((
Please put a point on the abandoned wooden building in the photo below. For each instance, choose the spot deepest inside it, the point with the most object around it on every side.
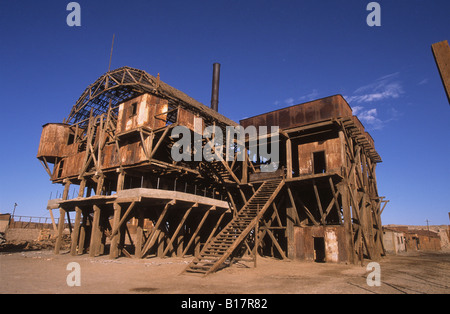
(320, 202)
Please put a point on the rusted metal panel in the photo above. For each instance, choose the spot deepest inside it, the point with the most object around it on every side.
(143, 111)
(110, 157)
(441, 52)
(54, 138)
(306, 113)
(358, 124)
(333, 155)
(72, 165)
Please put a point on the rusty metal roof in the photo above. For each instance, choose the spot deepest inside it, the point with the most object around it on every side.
(119, 85)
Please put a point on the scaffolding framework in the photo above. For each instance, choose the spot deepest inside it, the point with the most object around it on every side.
(135, 200)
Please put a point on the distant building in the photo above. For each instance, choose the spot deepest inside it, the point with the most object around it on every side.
(415, 239)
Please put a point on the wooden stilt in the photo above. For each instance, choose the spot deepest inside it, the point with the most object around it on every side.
(94, 246)
(62, 214)
(76, 231)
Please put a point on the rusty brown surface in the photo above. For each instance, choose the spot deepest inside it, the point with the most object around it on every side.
(304, 242)
(333, 155)
(441, 52)
(54, 138)
(302, 114)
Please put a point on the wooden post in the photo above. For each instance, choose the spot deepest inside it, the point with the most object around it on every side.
(82, 239)
(290, 219)
(96, 233)
(114, 249)
(76, 231)
(139, 234)
(62, 214)
(289, 158)
(348, 227)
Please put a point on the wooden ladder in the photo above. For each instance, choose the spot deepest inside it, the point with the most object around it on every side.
(216, 252)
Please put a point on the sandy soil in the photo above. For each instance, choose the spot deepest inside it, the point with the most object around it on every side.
))
#### To do
Copy all of the lines above word for word, but leave the picture out of your copy.

#### Task response
Please put a point on the abandoned wooden building in the photo below. For each instance, choose the spot deepest inside it, the point with the most object around it on every side.
(320, 202)
Please put a point on the rusted metal panel in the photo above. For each instance, choose the spot deepest inside it, the point with the most object around it on every side.
(143, 111)
(110, 157)
(441, 52)
(54, 138)
(306, 113)
(358, 124)
(333, 155)
(72, 165)
Please put a point on the rusty metal roof in the photo above. For each instance, choose the spot deepest inside it, the point with the most object around it on every side.
(119, 85)
Please put a point on the scaffolding framework in the photo above. For each instance, choose the spot deepest inside it, the point with the most object around it on every side.
(135, 200)
Please put a point on the distant building in the photo above. For each instance, choose the spot deepest inside it, the point with the most object around it on every side.
(415, 239)
Please put a point on the wooden stilt in the photo above. For each instance, choose the spot deepest inside it, the point with the most object around it on every side.
(94, 246)
(62, 214)
(76, 231)
Please put a point on the rusty brown surface in the photo above. For each instance, choose the spot deepest inside it, the point with the most object around it on every side.
(304, 242)
(333, 155)
(441, 52)
(54, 138)
(302, 114)
Please put a point on the wooden post in the photo above. For each instance, choose the spot deepest inside it, the point with the most object around it on every side.
(82, 239)
(290, 219)
(96, 233)
(114, 249)
(76, 231)
(139, 234)
(62, 214)
(289, 158)
(348, 227)
Please put a point on the wooden ladder in the photo above. For each instance, choose the spot deepest inside it, the point with the most object around it on every side.
(216, 252)
Please put a point on the sandy soil in the photo above. For each instance, choose the spot deepest inside it, the point with the most object around it on every side.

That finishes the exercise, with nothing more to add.